**WHAT TO DO**
Copy out the items below word for word, starting at their first line and ending with the line that contains "477], [713, 515]]]", including that line.

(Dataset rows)
##########

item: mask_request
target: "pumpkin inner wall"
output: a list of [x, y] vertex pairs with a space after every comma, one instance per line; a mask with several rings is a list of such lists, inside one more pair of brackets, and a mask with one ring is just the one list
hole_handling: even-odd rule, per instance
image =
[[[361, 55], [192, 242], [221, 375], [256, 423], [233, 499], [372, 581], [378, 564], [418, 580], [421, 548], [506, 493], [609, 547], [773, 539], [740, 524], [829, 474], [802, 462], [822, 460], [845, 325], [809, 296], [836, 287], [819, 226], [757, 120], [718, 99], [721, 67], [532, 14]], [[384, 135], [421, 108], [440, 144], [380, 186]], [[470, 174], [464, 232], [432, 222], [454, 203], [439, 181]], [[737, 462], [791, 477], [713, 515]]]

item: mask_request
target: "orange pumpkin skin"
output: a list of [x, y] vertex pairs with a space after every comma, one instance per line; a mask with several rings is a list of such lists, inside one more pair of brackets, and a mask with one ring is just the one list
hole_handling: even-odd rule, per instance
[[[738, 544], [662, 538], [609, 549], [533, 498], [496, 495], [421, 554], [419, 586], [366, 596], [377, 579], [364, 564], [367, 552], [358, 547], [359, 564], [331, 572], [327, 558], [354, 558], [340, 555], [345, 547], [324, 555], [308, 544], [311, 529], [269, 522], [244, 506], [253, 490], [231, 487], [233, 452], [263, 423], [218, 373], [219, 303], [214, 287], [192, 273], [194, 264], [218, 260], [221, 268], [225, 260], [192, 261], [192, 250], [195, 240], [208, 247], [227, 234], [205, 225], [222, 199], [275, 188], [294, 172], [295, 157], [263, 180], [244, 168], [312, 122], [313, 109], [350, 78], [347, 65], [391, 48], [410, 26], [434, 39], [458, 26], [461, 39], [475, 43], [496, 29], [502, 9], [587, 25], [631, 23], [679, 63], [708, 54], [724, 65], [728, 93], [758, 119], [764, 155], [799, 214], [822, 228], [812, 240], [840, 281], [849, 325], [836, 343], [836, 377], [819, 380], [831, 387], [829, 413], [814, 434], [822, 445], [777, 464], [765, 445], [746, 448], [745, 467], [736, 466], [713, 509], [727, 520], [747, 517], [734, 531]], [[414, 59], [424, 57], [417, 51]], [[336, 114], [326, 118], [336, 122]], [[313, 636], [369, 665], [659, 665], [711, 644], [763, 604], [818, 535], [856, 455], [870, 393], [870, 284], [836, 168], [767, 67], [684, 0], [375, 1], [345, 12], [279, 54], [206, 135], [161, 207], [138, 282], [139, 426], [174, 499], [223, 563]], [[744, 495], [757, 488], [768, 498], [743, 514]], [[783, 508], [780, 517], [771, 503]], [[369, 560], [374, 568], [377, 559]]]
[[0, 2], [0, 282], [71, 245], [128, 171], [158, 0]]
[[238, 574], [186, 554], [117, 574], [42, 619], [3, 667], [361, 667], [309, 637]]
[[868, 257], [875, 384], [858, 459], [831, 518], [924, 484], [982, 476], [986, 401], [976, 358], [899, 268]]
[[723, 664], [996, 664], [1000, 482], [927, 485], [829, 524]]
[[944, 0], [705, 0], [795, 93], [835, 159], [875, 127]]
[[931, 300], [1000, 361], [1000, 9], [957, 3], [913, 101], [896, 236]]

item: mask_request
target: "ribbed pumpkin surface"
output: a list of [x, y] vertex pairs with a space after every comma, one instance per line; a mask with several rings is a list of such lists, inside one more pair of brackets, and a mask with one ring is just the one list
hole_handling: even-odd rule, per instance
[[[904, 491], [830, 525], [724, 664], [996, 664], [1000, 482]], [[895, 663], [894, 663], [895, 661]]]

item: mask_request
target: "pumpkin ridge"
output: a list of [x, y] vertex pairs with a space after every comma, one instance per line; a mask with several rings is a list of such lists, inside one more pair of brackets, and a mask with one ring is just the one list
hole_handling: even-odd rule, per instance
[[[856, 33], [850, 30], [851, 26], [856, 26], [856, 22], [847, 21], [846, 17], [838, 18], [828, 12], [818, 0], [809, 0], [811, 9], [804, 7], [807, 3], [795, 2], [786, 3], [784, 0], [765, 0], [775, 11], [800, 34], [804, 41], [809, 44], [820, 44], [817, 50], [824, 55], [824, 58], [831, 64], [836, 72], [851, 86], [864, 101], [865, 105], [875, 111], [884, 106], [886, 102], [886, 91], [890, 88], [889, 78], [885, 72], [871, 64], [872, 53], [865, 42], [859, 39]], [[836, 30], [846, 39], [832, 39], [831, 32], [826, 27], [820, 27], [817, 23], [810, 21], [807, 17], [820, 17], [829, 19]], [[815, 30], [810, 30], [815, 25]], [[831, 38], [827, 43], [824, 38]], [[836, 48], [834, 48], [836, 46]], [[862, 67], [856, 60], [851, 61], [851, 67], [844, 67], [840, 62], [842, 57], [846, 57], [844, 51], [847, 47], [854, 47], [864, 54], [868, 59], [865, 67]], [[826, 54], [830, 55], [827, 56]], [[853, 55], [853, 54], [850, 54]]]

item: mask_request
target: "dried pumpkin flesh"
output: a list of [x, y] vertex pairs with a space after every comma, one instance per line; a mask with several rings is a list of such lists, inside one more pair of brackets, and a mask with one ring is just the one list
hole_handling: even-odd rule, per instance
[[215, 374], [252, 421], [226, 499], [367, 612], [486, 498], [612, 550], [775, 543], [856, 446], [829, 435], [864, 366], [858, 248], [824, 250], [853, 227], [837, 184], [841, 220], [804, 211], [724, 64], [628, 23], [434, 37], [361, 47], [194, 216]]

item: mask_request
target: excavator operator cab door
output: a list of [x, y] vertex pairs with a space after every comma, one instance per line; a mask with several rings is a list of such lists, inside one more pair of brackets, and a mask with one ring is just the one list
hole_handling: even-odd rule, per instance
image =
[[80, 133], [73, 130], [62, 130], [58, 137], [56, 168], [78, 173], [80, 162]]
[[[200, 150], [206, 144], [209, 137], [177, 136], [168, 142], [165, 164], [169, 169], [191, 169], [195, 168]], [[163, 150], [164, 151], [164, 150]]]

##########

**EXPECTED OUTPUT**
item: mask_request
target: "pumpkin inner wall"
output: a list of [x, y] vertex pairs with a space after every comma, one instance per line; a mask with several rings is a list of such lists, inside one more pair of brackets, and a mask with one ring is just the one list
hole_handling: even-odd rule, per instance
image =
[[[361, 55], [192, 242], [221, 375], [256, 423], [233, 499], [372, 581], [378, 564], [418, 580], [421, 548], [506, 493], [609, 547], [773, 539], [740, 524], [829, 474], [802, 462], [822, 460], [845, 325], [809, 296], [836, 287], [819, 226], [757, 120], [718, 99], [721, 67], [532, 14]], [[384, 135], [421, 108], [440, 144], [380, 186]], [[470, 174], [464, 232], [432, 222], [454, 203], [439, 181]], [[737, 462], [791, 477], [713, 515]]]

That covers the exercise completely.